* _Job_: Could you put the records below, from the line with "red tile roof" to the line with "(132, 1046)", both included, into a JSON list of strings with one string per line, skipping blank lines and leaving out the pictures?

▼▼▼

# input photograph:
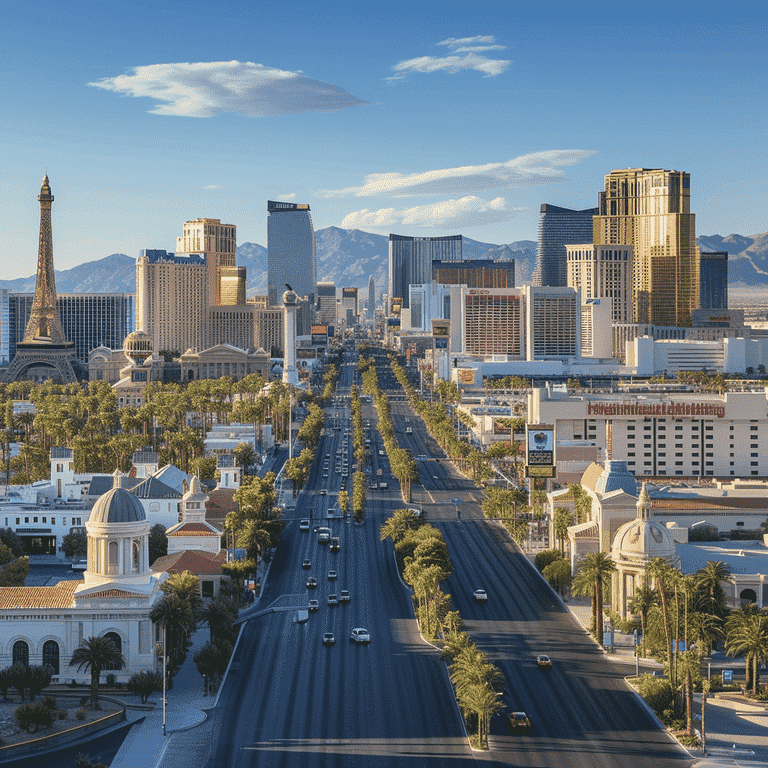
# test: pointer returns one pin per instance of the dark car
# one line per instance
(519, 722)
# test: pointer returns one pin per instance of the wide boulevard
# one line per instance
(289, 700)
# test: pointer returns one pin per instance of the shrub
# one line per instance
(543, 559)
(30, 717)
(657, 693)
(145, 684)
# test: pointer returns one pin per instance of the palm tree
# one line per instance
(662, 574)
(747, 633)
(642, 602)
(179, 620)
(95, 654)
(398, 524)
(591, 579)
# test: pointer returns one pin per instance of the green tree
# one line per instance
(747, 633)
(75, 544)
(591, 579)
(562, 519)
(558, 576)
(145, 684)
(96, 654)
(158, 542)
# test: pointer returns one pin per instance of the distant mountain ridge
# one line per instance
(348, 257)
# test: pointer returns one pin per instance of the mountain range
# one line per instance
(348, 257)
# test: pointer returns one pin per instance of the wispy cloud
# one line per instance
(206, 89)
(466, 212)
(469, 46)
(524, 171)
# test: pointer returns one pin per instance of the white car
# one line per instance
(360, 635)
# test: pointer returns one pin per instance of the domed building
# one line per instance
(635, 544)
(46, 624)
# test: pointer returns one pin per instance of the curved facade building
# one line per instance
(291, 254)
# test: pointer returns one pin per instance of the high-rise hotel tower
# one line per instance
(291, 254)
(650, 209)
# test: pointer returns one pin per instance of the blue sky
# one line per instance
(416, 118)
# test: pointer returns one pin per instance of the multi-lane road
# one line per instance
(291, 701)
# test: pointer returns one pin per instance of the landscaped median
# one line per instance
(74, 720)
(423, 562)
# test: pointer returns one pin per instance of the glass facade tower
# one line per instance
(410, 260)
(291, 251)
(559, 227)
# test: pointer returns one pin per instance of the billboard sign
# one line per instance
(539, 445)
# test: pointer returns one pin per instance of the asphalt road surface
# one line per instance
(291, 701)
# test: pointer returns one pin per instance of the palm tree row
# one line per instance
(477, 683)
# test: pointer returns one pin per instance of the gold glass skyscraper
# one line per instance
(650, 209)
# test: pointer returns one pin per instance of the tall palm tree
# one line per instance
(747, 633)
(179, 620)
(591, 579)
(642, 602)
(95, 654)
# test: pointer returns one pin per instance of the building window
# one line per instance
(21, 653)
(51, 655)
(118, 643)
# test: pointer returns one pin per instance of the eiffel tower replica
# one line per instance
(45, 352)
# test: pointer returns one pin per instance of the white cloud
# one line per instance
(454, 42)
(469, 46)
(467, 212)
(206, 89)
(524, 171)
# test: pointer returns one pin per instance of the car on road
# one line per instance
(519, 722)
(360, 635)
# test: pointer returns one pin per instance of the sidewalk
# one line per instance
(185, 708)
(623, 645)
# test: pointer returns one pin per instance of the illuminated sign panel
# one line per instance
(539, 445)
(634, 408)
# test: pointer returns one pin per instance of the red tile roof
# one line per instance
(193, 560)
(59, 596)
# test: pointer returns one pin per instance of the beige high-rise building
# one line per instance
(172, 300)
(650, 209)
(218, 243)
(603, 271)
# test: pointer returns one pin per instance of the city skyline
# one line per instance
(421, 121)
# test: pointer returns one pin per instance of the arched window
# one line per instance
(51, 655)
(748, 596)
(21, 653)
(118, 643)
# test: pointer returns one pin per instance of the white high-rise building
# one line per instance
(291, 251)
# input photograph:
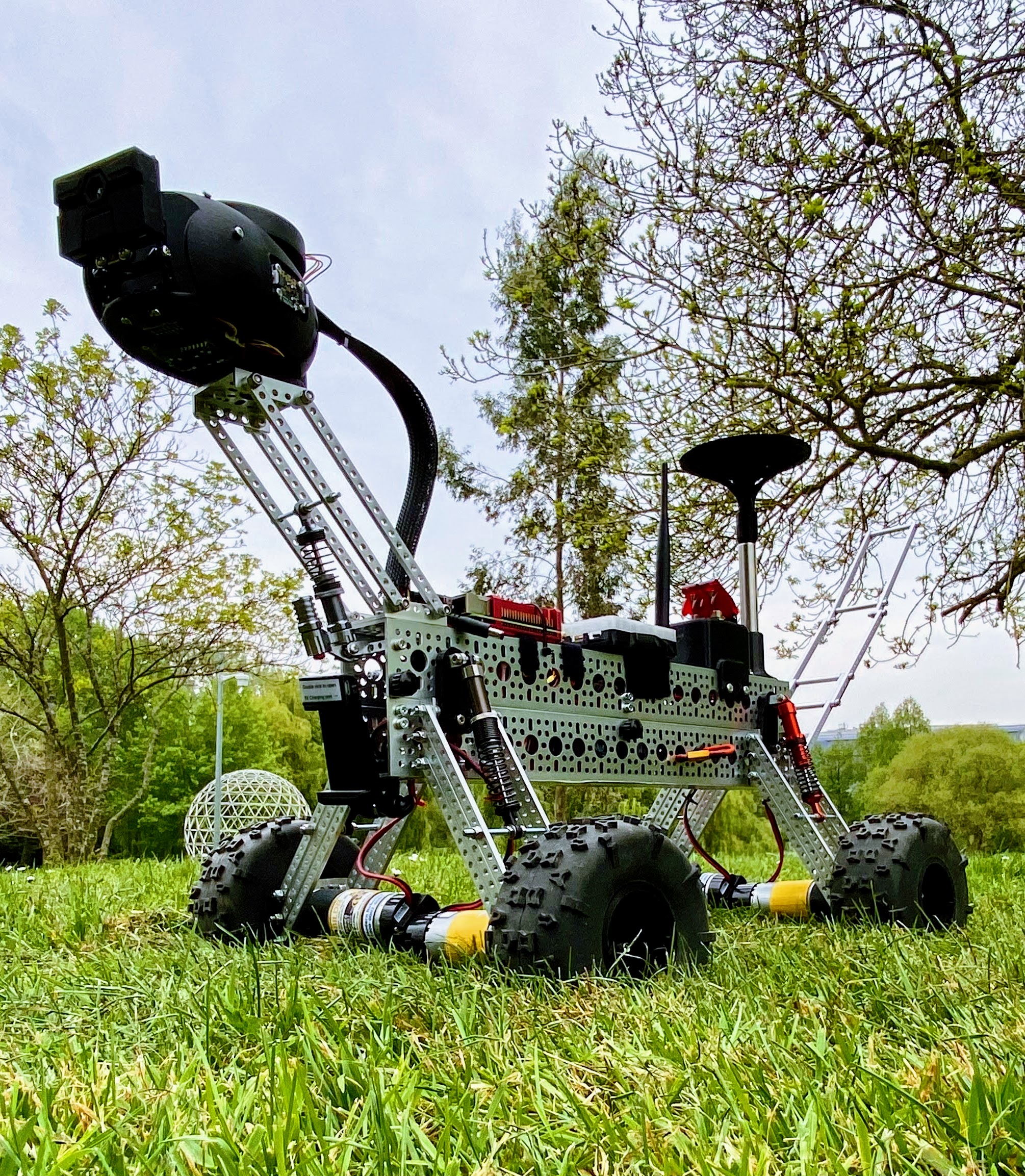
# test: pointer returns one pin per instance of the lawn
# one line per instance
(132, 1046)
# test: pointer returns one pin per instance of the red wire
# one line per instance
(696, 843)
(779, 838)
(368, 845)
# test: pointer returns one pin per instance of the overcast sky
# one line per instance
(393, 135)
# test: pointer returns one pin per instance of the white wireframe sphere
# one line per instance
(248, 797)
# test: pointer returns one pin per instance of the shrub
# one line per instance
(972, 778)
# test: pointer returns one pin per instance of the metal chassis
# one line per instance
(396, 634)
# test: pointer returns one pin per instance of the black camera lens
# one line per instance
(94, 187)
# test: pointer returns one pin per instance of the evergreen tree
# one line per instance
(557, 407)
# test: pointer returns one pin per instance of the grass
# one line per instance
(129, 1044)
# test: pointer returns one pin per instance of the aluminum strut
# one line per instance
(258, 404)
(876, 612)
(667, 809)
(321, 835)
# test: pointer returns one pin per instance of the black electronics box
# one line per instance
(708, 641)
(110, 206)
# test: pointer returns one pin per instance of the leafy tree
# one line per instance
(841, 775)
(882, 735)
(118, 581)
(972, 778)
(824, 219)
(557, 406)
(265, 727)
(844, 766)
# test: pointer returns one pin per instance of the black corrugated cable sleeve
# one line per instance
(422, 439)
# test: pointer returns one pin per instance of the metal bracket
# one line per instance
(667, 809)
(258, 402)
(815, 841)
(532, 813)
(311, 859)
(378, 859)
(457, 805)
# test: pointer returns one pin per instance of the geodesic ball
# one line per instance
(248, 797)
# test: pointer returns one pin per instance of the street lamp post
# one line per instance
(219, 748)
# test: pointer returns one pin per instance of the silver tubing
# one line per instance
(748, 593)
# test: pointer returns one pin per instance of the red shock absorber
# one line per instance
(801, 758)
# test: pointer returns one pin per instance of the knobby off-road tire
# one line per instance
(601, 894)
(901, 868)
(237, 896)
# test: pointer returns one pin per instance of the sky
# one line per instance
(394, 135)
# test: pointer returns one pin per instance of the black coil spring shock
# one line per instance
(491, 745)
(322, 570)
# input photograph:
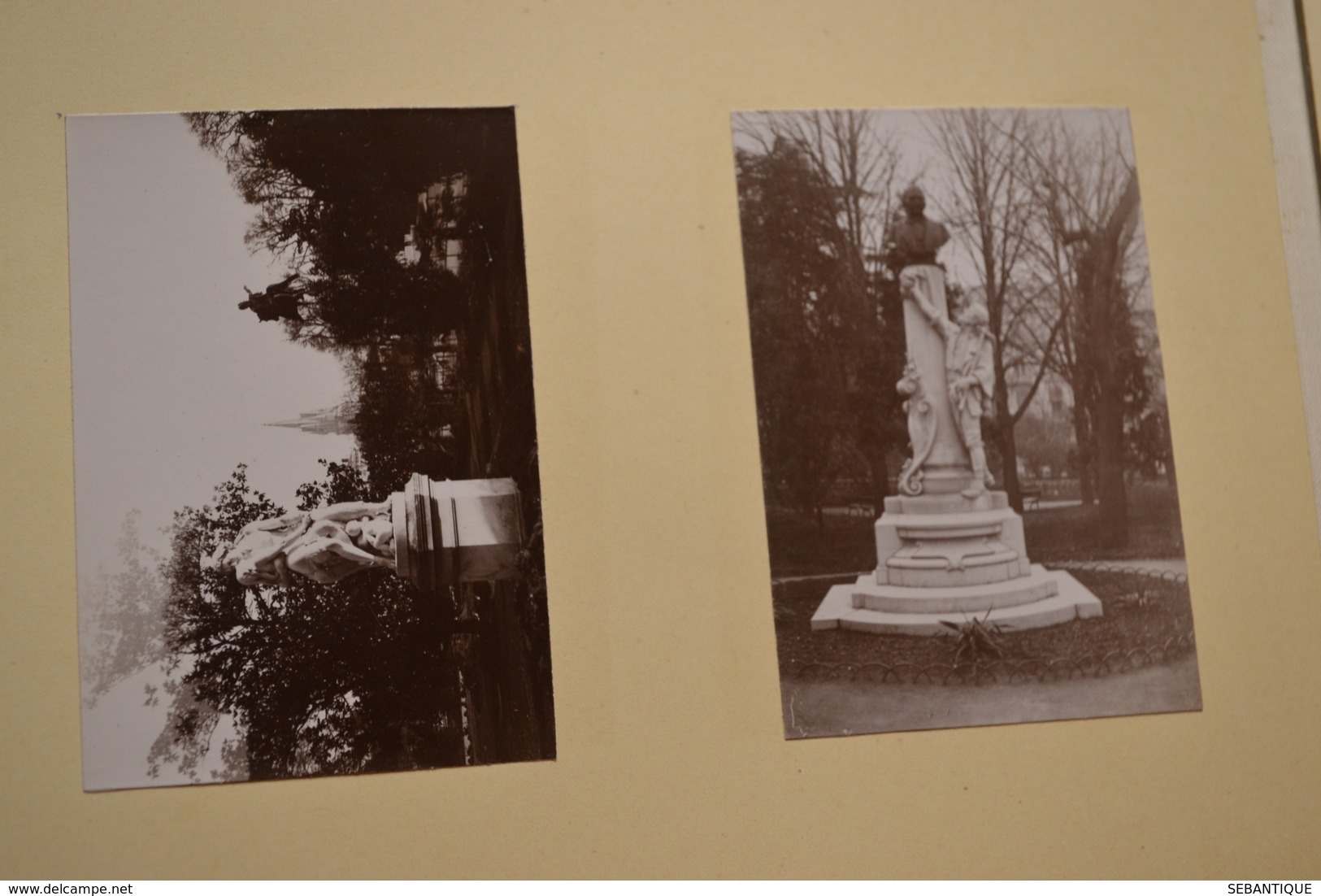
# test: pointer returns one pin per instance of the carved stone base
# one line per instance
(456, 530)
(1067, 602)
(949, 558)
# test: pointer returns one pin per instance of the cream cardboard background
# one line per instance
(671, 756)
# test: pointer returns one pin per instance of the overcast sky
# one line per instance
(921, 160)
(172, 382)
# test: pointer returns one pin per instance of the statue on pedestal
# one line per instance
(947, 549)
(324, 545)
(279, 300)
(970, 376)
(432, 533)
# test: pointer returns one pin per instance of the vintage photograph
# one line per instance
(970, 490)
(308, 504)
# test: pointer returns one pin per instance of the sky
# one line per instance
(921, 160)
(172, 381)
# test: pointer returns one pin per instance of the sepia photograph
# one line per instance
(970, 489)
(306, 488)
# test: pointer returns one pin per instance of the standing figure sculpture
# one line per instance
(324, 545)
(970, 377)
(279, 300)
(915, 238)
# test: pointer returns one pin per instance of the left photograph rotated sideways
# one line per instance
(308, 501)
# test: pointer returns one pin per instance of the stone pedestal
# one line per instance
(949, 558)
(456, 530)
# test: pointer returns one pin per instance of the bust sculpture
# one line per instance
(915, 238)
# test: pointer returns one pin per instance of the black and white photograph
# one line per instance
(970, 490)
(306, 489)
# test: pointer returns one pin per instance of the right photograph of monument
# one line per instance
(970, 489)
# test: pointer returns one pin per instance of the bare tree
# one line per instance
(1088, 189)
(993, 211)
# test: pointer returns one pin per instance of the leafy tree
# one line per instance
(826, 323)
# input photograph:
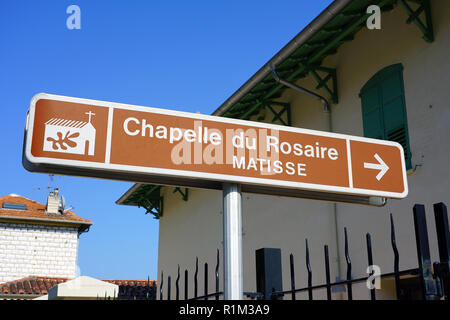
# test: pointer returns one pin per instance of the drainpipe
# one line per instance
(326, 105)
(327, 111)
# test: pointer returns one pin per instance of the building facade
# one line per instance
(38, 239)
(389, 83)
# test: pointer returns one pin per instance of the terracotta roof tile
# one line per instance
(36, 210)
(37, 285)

▲▲▲

* _Complete output_:
[
  "# test: pointer returns one pin per instance of the red tile roof",
  "# one line per instance",
  "(193, 560)",
  "(59, 596)",
  "# test: pointer returns one pin per instance of the beige high-rise building",
  "# one line per instance",
  "(172, 300)",
  "(650, 209)",
  "(218, 243)",
  "(603, 271)",
  "# test: pointer returns one pin per instance of the city skyline",
  "# one line per instance",
  "(421, 121)",
  "# test: pointer returns one pin per instance of the arched window",
  "# one line per instance",
  "(51, 655)",
  "(748, 596)",
  "(21, 653)",
  "(118, 643)",
  "# test: pointer returns one pin per instance of the white high-rise building",
  "# one line per instance",
  "(291, 251)",
  "# input photograph:",
  "# test: pointer returns one pin per instance of the lawn",
  "# one line per instance",
  "(132, 1046)"
]